Thursday, September 18, 2014

Perang Abadi



Akhir-akhir ini kita melihat dan mendengar bahwa terjadi perang kembali antara Israel dan Palestina (Hamas). Konflik memanas diawali dengan tewasnya tiga pemuda Israel setelah diculik oleh pihak Palestina, dan kemudian berbuntut pembalasan tewasnya seorang pemuda Palestina. Ratusan rudal kembali beterbangan di antara dua wilayah. Jumlah korban jelas tidak seimbang, karena Israel menggunakan senjatanya untuk melindungi rakyat sipil, sedangkan Hamas menggunakan rakyat sipil untuk melindungi senjatanya. Akibatnya dunia kembali mengutuk Israel seperti biasa. Beberapa pengamat mengatakan bahwa konflik Israel vs. Palestina selalu akan bergolak, menjadi sebuah perang abadi.

| Soal Tertulis a |
Menurut bacaan tentang perang Israel dan Palestina, peristiwa apa yang mengawali memanasnya konflik?

Entri data yang dikumpulkan:
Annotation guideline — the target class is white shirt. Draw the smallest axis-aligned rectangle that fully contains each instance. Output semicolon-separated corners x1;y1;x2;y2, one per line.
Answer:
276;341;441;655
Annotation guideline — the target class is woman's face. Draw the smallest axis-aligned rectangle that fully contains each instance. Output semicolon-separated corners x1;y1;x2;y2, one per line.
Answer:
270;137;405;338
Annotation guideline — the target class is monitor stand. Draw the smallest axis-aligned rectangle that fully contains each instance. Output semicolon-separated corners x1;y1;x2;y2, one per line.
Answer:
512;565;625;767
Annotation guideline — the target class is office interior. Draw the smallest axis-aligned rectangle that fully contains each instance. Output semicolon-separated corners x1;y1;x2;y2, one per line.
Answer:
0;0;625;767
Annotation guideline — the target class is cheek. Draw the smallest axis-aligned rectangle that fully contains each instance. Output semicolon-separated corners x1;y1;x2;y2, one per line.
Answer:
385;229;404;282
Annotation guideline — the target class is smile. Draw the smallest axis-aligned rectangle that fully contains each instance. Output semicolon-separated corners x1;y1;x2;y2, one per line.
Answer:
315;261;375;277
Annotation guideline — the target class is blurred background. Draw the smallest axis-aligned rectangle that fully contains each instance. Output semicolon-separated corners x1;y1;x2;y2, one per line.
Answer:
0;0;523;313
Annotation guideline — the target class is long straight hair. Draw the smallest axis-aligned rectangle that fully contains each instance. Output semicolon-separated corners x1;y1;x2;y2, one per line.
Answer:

| Soal Tertulis b |
Ganti "smallest" dengan "tightest" pada listing, mulai dari baris yang memuat "Annotation guideline — the target class is cheek." sampai akhir listing, lalu tuliskan kembali baris-baris itu tanpa mengubah bagian lainnya.

| Pembahasan Soal a |
Tewasnya tiga pemuda Israel setelah diculik oleh pihak Palestina.

| Pembahasan Soal b |
Annotation guideline — the target class is cheek. Draw the tightest axis-aligned rectangle that fully contains each instance. Output semicolon-separated corners x1;y1;x2;y2, one per line.
Answer:
385;229;404;282
Annotation guideline — the target class is smile. Draw the tightest axis-aligned rectangle that fully contains each instance. Output semicolon-separated corners x1;y1;x2;y2, one per line.
Answer:
315;261;375;277
Annotation guideline — the target class is blurred background. Draw the tightest axis-aligned rectangle that fully contains each instance. Output semicolon-separated corners x1;y1;x2;y2, one per line.
Answer:
0;0;523;313
Annotation guideline — the target class is long straight hair. Draw the tightest axis-aligned rectangle that fully contains each instance. Output semicolon-separated corners x1;y1;x2;y2, one per line.
Answer:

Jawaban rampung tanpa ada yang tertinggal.